> **Written task**
Pull out every line of the rows below that contains the string "soldier". Matching is case-sensitive.

•••••

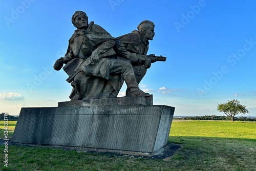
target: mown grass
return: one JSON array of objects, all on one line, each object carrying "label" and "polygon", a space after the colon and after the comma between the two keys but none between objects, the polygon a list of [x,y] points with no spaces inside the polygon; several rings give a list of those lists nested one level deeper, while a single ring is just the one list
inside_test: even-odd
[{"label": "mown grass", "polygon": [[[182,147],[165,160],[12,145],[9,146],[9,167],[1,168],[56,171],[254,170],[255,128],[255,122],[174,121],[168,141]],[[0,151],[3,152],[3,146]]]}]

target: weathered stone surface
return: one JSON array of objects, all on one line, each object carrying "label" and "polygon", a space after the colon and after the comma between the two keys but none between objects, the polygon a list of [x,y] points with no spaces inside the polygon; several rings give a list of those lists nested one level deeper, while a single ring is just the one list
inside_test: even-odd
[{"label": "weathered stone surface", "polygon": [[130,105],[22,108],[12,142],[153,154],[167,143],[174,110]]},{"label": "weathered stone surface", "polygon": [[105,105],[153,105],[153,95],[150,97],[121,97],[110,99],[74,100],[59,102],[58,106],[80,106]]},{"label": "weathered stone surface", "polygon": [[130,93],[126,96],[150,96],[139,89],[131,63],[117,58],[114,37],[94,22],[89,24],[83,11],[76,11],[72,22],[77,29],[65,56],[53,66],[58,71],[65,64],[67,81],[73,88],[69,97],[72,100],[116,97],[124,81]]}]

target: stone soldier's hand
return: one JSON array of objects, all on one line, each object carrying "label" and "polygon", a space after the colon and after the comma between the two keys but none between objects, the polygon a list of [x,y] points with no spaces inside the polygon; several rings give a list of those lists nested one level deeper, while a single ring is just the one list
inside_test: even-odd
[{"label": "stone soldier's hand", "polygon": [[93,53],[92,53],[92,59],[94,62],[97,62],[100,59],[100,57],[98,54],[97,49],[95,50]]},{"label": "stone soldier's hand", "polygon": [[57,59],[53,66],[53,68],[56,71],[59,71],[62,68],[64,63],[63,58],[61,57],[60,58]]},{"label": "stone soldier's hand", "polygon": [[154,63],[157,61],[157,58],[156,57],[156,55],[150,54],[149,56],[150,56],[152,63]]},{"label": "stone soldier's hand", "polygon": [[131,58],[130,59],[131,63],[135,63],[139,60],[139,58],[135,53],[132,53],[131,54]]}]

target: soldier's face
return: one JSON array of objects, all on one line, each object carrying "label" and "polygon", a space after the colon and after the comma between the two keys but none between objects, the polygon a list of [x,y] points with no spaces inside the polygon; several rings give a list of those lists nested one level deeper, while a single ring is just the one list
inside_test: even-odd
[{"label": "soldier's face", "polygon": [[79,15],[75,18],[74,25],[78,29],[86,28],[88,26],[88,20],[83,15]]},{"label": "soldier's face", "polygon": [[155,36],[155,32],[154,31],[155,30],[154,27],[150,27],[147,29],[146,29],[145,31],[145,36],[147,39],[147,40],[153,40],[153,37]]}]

•••••

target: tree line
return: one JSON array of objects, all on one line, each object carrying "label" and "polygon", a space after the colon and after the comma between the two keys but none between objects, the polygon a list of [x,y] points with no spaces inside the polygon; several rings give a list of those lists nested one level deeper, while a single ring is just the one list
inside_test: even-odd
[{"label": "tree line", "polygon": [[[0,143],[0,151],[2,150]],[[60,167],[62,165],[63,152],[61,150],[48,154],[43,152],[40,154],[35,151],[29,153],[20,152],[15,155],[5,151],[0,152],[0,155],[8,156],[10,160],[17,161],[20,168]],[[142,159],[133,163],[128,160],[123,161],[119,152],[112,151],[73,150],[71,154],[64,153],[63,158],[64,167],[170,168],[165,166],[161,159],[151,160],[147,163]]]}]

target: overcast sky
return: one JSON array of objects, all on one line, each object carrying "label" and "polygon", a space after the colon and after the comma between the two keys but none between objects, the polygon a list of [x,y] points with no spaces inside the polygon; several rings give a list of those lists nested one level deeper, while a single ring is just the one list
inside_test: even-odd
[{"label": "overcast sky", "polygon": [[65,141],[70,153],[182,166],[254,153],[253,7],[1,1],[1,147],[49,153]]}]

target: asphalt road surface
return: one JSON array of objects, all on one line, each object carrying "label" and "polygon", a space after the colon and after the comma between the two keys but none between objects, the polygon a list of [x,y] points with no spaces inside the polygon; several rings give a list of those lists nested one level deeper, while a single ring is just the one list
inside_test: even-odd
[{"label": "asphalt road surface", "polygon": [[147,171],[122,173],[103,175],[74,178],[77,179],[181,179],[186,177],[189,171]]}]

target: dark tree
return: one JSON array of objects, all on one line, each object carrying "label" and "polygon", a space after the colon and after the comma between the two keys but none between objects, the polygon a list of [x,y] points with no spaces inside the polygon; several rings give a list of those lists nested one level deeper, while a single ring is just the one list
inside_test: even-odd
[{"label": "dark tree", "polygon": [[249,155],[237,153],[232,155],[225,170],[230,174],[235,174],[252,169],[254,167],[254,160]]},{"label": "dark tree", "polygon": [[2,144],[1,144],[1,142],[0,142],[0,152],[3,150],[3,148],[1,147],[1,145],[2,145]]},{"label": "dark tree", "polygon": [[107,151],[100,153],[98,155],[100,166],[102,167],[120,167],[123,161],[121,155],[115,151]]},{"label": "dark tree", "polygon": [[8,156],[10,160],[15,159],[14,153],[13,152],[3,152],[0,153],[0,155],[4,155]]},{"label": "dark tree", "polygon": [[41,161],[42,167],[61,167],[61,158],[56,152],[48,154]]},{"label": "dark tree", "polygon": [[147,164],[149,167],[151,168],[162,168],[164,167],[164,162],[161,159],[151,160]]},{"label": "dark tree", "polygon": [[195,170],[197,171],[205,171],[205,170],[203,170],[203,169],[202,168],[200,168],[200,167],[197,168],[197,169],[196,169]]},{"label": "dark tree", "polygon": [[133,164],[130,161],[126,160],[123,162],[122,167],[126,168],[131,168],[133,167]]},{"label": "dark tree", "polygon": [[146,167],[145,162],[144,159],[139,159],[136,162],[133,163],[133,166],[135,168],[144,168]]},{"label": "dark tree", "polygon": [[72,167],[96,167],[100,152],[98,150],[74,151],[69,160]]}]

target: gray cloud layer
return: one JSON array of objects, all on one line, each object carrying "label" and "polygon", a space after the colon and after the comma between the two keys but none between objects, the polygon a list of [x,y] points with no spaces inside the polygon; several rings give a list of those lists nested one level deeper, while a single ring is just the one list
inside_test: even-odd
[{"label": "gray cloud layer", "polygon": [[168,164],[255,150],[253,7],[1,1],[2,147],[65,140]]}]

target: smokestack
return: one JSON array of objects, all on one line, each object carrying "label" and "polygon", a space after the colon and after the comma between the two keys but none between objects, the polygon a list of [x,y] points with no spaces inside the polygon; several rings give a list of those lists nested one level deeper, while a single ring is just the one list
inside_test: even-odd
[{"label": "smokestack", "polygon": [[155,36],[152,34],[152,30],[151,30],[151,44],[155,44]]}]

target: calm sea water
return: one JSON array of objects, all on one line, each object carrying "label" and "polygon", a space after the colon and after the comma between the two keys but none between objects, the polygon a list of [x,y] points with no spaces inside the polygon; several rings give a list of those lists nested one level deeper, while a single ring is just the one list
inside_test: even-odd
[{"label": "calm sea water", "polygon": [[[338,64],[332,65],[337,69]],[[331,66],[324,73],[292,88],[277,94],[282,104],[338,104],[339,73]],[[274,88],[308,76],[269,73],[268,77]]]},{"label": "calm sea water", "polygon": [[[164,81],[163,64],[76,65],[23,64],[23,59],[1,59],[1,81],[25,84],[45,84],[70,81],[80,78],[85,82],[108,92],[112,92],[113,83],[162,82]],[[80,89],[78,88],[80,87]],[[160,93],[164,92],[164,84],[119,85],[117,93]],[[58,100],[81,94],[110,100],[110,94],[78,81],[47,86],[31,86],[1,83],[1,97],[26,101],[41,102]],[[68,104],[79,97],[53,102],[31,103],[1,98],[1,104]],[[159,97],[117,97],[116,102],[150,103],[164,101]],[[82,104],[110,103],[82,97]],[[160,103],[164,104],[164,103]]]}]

•••••

> **Completed task**
target: stone soldier's hand
[{"label": "stone soldier's hand", "polygon": [[93,53],[92,53],[92,59],[94,62],[97,62],[100,59],[100,57],[98,54],[97,49],[95,50]]},{"label": "stone soldier's hand", "polygon": [[57,59],[53,66],[53,68],[56,71],[59,71],[62,68],[64,63],[63,58],[61,57],[60,58]]},{"label": "stone soldier's hand", "polygon": [[154,63],[157,61],[157,58],[156,57],[156,55],[150,54],[149,56],[150,56],[152,63]]},{"label": "stone soldier's hand", "polygon": [[131,58],[130,59],[131,63],[135,63],[139,60],[139,58],[135,53],[132,53],[131,54]]}]
target: soldier's face
[{"label": "soldier's face", "polygon": [[79,15],[75,18],[74,25],[78,29],[86,28],[88,26],[88,20],[83,15]]},{"label": "soldier's face", "polygon": [[155,36],[155,32],[154,31],[155,30],[154,27],[150,27],[147,29],[146,29],[145,31],[145,36],[147,39],[147,40],[153,40],[153,37]]}]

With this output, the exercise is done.